• _Written request_:
Copy out every row below, renaming "purple shirt" to "violet top" wherever it occurs and leaving everything else unchanged. Omit the pictures from your copy.

* * * * *

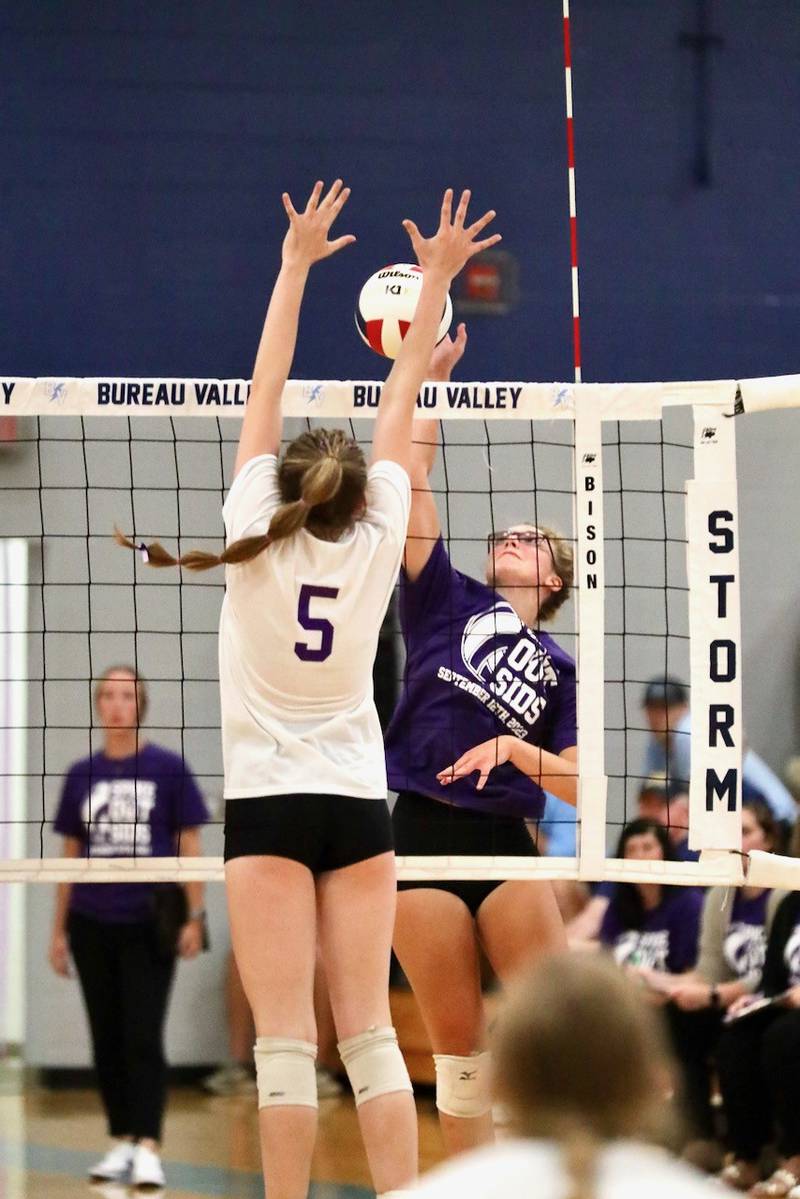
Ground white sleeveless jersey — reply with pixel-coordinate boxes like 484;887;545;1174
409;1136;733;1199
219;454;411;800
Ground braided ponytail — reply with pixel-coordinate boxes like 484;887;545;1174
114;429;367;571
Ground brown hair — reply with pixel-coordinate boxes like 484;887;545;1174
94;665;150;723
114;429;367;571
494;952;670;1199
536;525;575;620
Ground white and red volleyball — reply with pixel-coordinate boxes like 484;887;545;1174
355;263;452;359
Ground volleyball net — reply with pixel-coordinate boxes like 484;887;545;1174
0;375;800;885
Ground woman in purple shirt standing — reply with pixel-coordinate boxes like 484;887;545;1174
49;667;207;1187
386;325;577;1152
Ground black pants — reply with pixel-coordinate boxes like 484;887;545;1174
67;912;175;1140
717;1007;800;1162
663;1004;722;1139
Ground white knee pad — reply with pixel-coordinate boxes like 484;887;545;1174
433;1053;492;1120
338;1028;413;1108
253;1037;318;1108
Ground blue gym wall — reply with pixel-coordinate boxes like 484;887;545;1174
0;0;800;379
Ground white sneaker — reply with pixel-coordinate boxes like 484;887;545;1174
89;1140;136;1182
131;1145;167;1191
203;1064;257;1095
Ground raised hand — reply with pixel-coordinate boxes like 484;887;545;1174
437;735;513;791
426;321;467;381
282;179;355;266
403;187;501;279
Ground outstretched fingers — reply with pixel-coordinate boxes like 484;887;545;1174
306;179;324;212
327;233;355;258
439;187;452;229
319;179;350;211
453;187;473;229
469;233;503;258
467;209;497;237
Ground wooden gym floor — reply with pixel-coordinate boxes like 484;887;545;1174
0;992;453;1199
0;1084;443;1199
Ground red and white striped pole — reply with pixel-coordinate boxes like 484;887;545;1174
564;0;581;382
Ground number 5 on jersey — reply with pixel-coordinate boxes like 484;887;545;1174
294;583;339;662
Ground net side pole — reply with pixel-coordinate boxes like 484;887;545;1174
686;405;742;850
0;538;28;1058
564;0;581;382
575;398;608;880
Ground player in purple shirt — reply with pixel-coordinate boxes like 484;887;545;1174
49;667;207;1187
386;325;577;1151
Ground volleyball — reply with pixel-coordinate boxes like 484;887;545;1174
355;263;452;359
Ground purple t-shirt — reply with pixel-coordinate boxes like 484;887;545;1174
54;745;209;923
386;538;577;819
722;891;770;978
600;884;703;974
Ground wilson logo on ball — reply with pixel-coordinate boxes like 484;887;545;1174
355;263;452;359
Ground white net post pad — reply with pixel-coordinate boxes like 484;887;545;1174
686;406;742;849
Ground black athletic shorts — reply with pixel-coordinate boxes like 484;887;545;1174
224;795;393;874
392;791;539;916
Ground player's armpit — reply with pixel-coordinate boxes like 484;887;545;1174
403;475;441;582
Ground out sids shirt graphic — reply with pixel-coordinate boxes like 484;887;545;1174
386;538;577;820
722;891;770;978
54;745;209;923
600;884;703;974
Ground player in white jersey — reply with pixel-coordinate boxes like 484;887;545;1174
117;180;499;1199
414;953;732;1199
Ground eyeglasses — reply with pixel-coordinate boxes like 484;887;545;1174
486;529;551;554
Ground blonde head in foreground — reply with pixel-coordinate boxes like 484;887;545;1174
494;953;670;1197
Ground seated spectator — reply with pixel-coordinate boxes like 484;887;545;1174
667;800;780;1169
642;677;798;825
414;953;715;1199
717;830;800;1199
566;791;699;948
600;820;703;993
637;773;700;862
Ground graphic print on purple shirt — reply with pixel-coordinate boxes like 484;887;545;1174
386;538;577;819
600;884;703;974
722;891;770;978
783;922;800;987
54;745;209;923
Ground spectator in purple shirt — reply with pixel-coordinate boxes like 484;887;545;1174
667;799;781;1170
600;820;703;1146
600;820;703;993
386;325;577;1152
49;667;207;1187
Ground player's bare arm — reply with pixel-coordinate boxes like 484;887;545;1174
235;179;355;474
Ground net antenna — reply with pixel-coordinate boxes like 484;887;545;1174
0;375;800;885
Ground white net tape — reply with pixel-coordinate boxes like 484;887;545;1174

* * * * *

• _Answer for this exercise_:
Ground white sleeveless jersey — reply with pixel-coordinate boxes like 484;887;545;1174
409;1136;733;1199
219;454;411;800
Ground braided ponytail — reply with pixel-coordinate boxes like 484;887;545;1174
114;429;367;571
Ground brown hair — reply with pixel-coordinate boxes like 484;887;545;1174
94;665;150;723
114;429;367;571
494;952;670;1199
536;525;575;620
Ground white and red volleyball — reply with pixel-coordinate boxes like 484;887;545;1174
355;263;452;359
Ground volleyball net — reply with pixel-coordinate boxes like 484;887;545;1174
0;375;800;885
Ground woman in violet top standing — reply with pixel-coordinate boxes like 484;887;545;1174
49;667;207;1187
386;325;577;1152
Ground black pants — reply with pixel-coordinate boxes like 484;887;545;1174
67;912;175;1140
717;1007;800;1162
663;1004;722;1139
Ground white knee pad — reply with pixel-coordinate boxes like 484;887;545;1174
433;1053;492;1120
338;1028;413;1108
253;1037;318;1108
Ground blue gym wall — reply with pixel-coordinate boxes like 484;887;545;1174
0;0;800;379
Ground white sneaker — reply with pixel-coordinate boxes like 484;887;545;1174
89;1140;136;1182
131;1145;167;1191
203;1064;257;1095
Ground raised hand — reply with pixel-coordinate boxes like 484;887;545;1174
437;735;513;791
426;321;467;381
282;179;355;266
403;187;501;279
Ground outstretched fingers — reply with pixel-coordinate boxes like 484;887;545;1174
306;179;324;212
327;233;355;258
439;187;452;229
319;179;350;211
453;187;473;229
469;233;503;258
467;209;497;237
Ground wooden gym floor — reply with pixel-coordinate boxes like 484;887;545;1174
0;992;453;1199
0;1084;443;1199
Ground red and white striped pole — reply with pixel-coordinate boxes like 484;887;545;1174
564;0;581;382
Ground number 5 on jersey — reply with pixel-coordinate boxes like 484;887;545;1174
294;583;339;662
Ground net side pole — reply with pixel-coordinate boxes like 484;887;545;1174
686;405;742;850
0;538;28;1058
564;0;581;382
575;398;608;880
Ground player in violet top — reply with pixel-coordinate boxes like 484;887;545;1174
49;667;207;1187
386;325;577;1151
Ground volleyball — reply with pixel-coordinate boxes like 484;887;545;1174
355;263;452;359
Ground purple t-shirt — reply with pixel-coordinate boxes like 484;887;545;1174
54;745;209;923
386;538;577;819
722;891;770;978
600;884;703;974
Ground wilson logo on ball — reply with pixel-coordinate boxes like 484;887;545;1174
355;263;452;359
Ground white net post pad — reply with pixel-coordinate boxes like 484;887;545;1174
686;406;742;849
Ground black athletic shorts — reply with pixel-coordinate boxes like 484;887;545;1174
224;795;393;874
392;791;539;916
Ground player's armpit — reply with pixel-coordinate boxes like 484;887;545;1174
403;475;441;582
Ground out sids shirt graphic — reply with pixel-coordinate boxes like 484;887;545;1174
386;538;577;820
722;891;770;978
54;745;209;923
600;884;703;974
Ground player in white jersey — reply with pixel-coordinate boxes like 484;887;545;1174
117;180;499;1199
414;953;732;1199
Ground eyeglasses — reply with pixel-coordinate boxes like 484;887;545;1174
486;529;551;554
Ground blonde head in foreground — reply with pixel-coordinate boxes like 484;887;545;1174
494;953;670;1197
Ground seated spectator — reply with pixel-coordinate boxes like 484;887;545;1174
667;800;780;1169
642;677;798;825
414;953;715;1199
717;830;800;1199
566;791;699;948
600;820;703;993
637;773;700;862
Ground graphic print on violet top — reply with pixel-coordinate boxes like 484;887;545;1174
386;538;577;819
600;884;703;974
722;891;770;978
783;922;800;987
54;745;209;923
Ground spectator in violet top — reply with pixel-coordinate boxes like 484;887;545;1174
667;799;781;1170
600;820;703;1146
600;820;703;993
386;325;577;1152
49;667;207;1187
Ground player's bare arm — reply with pixel-coordinate boxes like 484;887;545;1174
235;179;355;474
Ground net antenna — reply with pixel-coordinate boxes like 484;887;545;1174
0;375;800;885
Ground white net tape — reply with pixel-coordinate boxes like 484;887;545;1174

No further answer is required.